(ENTRIES SUPPLIED Opens)
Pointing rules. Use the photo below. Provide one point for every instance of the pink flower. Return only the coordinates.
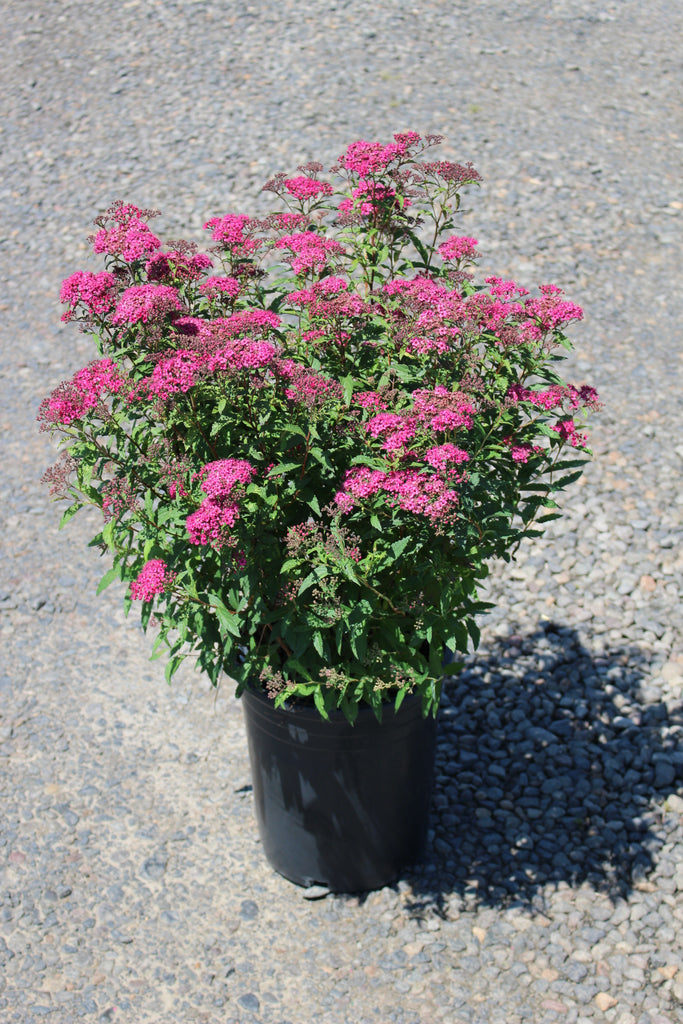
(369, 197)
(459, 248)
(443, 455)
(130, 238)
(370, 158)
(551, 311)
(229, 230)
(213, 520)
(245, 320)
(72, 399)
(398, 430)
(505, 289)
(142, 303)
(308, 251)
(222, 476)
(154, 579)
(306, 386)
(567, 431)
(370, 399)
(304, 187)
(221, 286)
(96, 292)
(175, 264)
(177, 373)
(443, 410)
(ENTRIES SUPPLIED Closes)
(ENTRIES SUPPLIED Opens)
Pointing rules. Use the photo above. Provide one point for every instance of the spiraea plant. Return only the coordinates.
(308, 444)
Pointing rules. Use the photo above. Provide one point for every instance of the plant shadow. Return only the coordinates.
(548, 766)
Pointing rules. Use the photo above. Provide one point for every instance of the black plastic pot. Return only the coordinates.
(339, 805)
(ENTRIES SUPPLIED Closes)
(ENTRIES SUPPLIED Opens)
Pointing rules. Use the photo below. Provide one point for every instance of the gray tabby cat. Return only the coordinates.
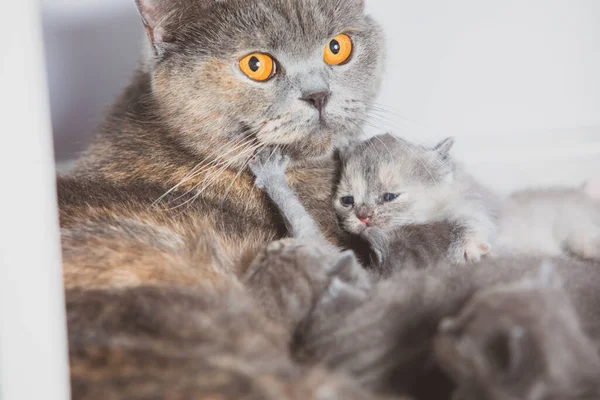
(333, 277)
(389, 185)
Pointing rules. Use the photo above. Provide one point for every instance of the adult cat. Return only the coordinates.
(ENTRIES SUPPLIED Closes)
| PROBLEM DETAILS |
In the records above, find the line with "tabby cat. Return only the coordinates.". Print exactly from there through the line with "adult cat. Return only the coordinates.", minus the pictures.

| EXERCISE RESULT |
Pointing rules. Use the photo below. Provide one point for every instance of the gray tabby cat. Return only the coordinates.
(333, 277)
(389, 185)
Pointing rules. Use the photo above. Provide one point for every instance of the adult cat. Return only the coordinates.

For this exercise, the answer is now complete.